--- Begin ---

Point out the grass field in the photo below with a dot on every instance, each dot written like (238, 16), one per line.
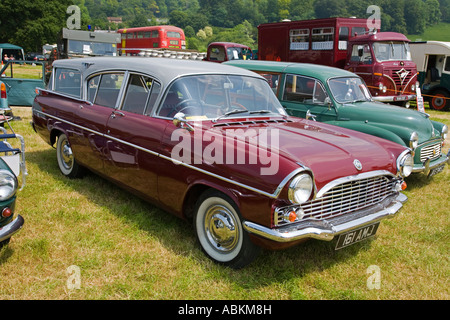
(125, 248)
(24, 71)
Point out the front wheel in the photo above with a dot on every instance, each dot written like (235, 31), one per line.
(219, 229)
(440, 100)
(66, 161)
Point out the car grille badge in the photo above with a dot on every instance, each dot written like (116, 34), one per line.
(357, 164)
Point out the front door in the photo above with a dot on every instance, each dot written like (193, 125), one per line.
(306, 97)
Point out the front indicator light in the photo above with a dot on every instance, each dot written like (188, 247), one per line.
(405, 164)
(6, 212)
(414, 140)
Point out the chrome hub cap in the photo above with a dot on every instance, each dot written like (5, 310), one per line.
(66, 155)
(220, 228)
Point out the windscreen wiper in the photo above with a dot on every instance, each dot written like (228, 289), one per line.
(229, 113)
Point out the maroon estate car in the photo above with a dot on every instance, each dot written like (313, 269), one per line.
(211, 143)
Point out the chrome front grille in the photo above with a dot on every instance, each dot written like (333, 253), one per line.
(401, 77)
(344, 198)
(432, 151)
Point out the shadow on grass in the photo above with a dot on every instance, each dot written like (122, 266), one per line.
(270, 266)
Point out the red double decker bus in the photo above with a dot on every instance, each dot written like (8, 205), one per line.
(154, 37)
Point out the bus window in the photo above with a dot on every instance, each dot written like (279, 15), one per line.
(343, 38)
(299, 39)
(322, 38)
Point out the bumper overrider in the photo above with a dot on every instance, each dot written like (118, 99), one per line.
(11, 228)
(327, 229)
(428, 165)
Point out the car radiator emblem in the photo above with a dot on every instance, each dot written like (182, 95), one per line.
(357, 164)
(402, 74)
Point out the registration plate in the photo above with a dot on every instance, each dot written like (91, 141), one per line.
(357, 235)
(436, 170)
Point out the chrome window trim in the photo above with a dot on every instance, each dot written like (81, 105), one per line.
(64, 95)
(273, 195)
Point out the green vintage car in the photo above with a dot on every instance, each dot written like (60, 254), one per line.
(341, 98)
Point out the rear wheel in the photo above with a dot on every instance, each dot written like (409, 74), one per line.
(4, 242)
(218, 225)
(66, 160)
(440, 100)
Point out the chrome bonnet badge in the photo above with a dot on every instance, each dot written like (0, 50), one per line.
(357, 164)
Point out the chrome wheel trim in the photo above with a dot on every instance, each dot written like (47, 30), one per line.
(219, 229)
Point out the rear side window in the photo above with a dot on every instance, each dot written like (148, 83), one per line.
(108, 89)
(139, 90)
(68, 81)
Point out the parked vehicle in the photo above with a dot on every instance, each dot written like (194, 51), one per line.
(339, 97)
(133, 40)
(216, 52)
(10, 51)
(382, 59)
(433, 63)
(225, 51)
(12, 165)
(212, 144)
(20, 88)
(34, 56)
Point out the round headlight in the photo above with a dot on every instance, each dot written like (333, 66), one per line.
(414, 141)
(8, 184)
(301, 188)
(444, 132)
(405, 164)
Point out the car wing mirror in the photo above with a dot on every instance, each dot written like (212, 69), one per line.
(180, 121)
(309, 115)
(327, 102)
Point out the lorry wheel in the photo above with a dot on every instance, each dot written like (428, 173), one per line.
(218, 225)
(66, 160)
(440, 100)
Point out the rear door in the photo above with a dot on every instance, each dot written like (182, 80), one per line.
(133, 138)
(89, 144)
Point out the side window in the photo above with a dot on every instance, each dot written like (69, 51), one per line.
(108, 89)
(272, 79)
(92, 88)
(137, 94)
(68, 81)
(299, 89)
(447, 64)
(319, 94)
(156, 88)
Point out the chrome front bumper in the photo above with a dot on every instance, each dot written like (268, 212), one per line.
(11, 228)
(326, 230)
(427, 165)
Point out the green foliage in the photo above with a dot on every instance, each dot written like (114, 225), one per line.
(34, 23)
(31, 24)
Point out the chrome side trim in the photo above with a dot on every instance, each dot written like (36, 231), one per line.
(64, 95)
(272, 195)
(326, 230)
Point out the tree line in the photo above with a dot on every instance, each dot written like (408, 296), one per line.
(34, 23)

--- End ---

THE TASK: Reproduce exactly the lines from the one with "Point out the rear door" through the end of the entries above, both ends included.

FINAL RESULT:
Point out the rear door in the photo above with a dot on every instance, each dot written like (182, 80), one per line.
(133, 138)
(89, 144)
Point out the side window in the photo above with a dot on every instance, each dot written like (69, 51), one per line.
(108, 89)
(272, 79)
(92, 88)
(137, 94)
(68, 81)
(299, 89)
(447, 64)
(319, 94)
(156, 88)
Point out the chrome front bumper in the photo above with a dot on every instance, each dot written like (268, 212), one per line.
(11, 228)
(326, 230)
(427, 165)
Point out the green foliage in the photo above with a dot on every instance, each dot written like (114, 225), one per line.
(34, 23)
(31, 24)
Point out the chrome side trim in the photo above with a dot on every instance, each dot written like (36, 231), one per line.
(64, 95)
(272, 195)
(326, 230)
Point out the tree line in the photo above with a dot on every instance, each dot written like (408, 296), one per line.
(34, 23)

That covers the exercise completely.